**Task to complete**
Edit the entries below, replacing "thickest part" with "widest part" throughout and leaving everything else unchanged.

(Collected data entries)
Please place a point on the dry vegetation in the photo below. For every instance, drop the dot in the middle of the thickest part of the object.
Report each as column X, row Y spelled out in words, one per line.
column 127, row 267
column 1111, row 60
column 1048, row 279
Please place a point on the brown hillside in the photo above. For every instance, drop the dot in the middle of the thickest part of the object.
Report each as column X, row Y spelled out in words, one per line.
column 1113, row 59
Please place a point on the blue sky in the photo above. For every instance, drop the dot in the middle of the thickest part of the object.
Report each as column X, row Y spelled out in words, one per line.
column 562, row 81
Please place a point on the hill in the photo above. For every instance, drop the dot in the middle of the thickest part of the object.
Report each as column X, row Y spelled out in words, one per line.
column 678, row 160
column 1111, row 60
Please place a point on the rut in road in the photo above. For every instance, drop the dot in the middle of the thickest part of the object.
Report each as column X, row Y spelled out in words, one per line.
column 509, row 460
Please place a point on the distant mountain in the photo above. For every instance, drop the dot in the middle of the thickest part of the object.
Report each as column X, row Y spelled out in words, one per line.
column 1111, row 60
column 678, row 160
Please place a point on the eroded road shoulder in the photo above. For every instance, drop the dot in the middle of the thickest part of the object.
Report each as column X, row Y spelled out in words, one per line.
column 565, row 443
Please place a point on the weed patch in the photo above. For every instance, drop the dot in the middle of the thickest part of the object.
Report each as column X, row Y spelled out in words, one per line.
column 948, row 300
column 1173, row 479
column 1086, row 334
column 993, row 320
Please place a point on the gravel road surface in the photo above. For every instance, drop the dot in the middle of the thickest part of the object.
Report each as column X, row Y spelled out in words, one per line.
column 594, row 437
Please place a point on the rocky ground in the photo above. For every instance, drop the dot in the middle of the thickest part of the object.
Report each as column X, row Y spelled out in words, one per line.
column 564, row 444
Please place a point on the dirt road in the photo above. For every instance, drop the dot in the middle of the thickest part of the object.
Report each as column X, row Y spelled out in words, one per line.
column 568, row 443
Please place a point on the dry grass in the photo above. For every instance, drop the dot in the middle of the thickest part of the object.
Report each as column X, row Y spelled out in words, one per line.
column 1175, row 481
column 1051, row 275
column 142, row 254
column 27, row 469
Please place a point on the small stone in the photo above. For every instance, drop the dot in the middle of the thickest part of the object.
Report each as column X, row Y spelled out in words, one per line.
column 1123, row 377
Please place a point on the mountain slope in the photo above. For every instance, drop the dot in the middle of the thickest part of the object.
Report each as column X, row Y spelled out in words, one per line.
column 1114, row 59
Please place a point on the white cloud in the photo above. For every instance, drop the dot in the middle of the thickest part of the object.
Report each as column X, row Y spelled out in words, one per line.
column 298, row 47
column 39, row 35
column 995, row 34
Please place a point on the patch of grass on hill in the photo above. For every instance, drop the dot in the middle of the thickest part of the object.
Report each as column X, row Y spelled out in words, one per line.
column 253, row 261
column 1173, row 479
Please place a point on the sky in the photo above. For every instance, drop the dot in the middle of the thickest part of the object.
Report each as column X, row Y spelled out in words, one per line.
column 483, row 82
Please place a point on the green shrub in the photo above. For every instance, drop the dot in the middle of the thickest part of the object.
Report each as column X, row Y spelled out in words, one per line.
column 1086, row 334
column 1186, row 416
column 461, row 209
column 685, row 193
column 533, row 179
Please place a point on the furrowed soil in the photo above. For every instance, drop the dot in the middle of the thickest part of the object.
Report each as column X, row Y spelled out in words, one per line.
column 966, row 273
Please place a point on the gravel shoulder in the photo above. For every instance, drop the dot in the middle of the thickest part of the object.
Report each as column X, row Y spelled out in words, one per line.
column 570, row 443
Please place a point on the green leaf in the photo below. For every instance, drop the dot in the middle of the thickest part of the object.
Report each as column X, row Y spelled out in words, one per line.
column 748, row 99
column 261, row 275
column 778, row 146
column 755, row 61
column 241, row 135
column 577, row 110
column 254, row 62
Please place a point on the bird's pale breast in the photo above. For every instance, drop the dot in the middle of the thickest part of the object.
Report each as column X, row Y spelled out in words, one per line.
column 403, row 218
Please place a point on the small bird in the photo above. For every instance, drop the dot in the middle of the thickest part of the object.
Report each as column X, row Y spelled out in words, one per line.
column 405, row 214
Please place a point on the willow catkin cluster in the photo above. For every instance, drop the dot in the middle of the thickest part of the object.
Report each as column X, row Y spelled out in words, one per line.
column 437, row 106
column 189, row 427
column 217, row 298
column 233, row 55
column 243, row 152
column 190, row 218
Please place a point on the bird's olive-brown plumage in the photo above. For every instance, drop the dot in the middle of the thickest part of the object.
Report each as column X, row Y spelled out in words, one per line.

**Response**
Please place a point on the dry vegetation in the photo below. For every instance, drop the dot in the middle of the widest part of the object.
Report each as column X, row Y spelled out in words, one per line.
column 127, row 267
column 1111, row 60
column 1048, row 279
Please place a point on the brown hillside in the photo above. For every instance, drop the dot in the middle of the widest part of the object.
Report each as column X, row Y spelled out in words, one per line.
column 1113, row 59
Please place a point on the blue sky in the photo above. For every instance, drop the dot in the middle of the widest part of the object.
Report each as column X, row Y spelled out in words, one per line.
column 562, row 81
Please place a point on the hill in the photo above. For every instance, drop the dot in the middle of the widest part of the object.
Report each as column X, row Y spelled out in words, one per line.
column 678, row 160
column 1111, row 60
Please place a point on the rut in road in the photo above. For every instance, drop the dot in the middle of the widest part of the object.
Report each as column X, row Y spelled out in words, one per line.
column 509, row 460
Please place a point on the distant mountain in the photo above. For every instance, drop the dot in the middle of the widest part of the object.
Report each as column X, row Y spelled out in words, one per line.
column 1111, row 60
column 678, row 160
Please place a point on the eroded road shoulder in the photo above. For every instance, drop the dot in the middle of the widest part of the object.
Report each as column X, row Y spelled out in words, one per line.
column 565, row 443
Please place a point on the weed patch in the photo above. For every instance, drop the dot in the middle of the widest part of the object.
Report each as column X, row Y spelled out in words, one per line.
column 948, row 300
column 1173, row 479
column 1086, row 334
column 993, row 320
Please place a point on the gravel road surface in the photo above. For every instance, drop the dot in the middle of the widest part of the object.
Report each as column X, row Y spelled out in words, one per line.
column 594, row 437
Please place a point on the rocky ground in the photo above. For every instance, drop the dot in the middle of the widest part of the object.
Report each as column X, row Y spelled out in words, one per line.
column 564, row 444
Please place a point on the dirt road in the photo above. For every instance, drop the dot in the middle of the widest part of the object.
Report each as column X, row Y spelled out in words, one per line.
column 568, row 443
Please place a point on the dry grass in the photo above. For every instance, drop the dot in the middle of the widest part of the object.
Report each as column X, row Y spelled out in words, one per line.
column 1175, row 481
column 1051, row 275
column 142, row 254
column 27, row 469
Please place a point on the small stone in the photo above. For every instance, drop the dot in the middle of the widest part of the object.
Report each as column X, row Y spelled out in words, one per line.
column 1123, row 377
Please place a point on the mountain slope in the photo above. For every instance, drop the dot in the middle of the widest part of the object.
Report each as column X, row Y spelled out in words, one per line.
column 1114, row 59
Please place a point on the white cloud in the photo above. For every instance, drop the dot in the middle of the widest part of the object.
Report each as column X, row Y spelled out in words, one per line.
column 298, row 47
column 39, row 35
column 995, row 34
Please place a point on the patch of grass on hill in the photo above. For every instance, drop the dot in the middle of the widest part of the object.
Report each as column X, row Y spelled out in words, one per line.
column 253, row 261
column 1173, row 479
Please place a point on the sky in the photo above. For every instance, drop the dot in the middle of the widest part of the object.
Report each as column X, row Y spelled out in words, one per line.
column 483, row 82
Please place a point on the green shrub in the photo above. For every instance, drop the dot in the middle of the widest part of the object.
Report each as column X, row Y spelled out in words, one per line.
column 1086, row 334
column 1186, row 416
column 461, row 209
column 685, row 193
column 533, row 179
Please place a point on the furrowed soil in the photo above. For every instance, drop the dot in the middle of the widest part of the object.
Report each as column X, row Y spelled out in words, one per line.
column 966, row 273
Please place a point on the gravel shoulder in the photo above. For every instance, drop the dot in the middle of the widest part of the object.
Report each as column X, row Y spelled out in words, one per line.
column 570, row 443
Please place a point on the green leaf in the photo below. For every instance, drop the dot in the middle of the widest part of the object.
Report each as column X, row Y spelled out in words, one per line.
column 748, row 99
column 261, row 275
column 778, row 146
column 755, row 61
column 241, row 135
column 577, row 110
column 254, row 62
Please place a point on the bird's pale breast in the photo above. For every instance, drop the dot in the middle of the widest part of the object.
Report each as column X, row Y spelled out in words, one per line.
column 403, row 218
Please place a point on the small bird in the photo above. For every instance, drop the dot in the middle of the widest part of the object.
Report each as column X, row Y spelled out in words, one per line.
column 405, row 214
Please place a point on the willow catkin cluster in the photo above. For every instance, drop the dot in the middle of the widest part of the object.
Report each as column X, row Y spelled out in words, one per line.
column 437, row 106
column 189, row 427
column 217, row 298
column 233, row 55
column 243, row 152
column 190, row 218
Please place a point on the bird's olive-brown plumage in the photo above. For every instance, drop the dot in the middle of the widest part of the object.
Report each as column X, row Y spelled out in words, one per line.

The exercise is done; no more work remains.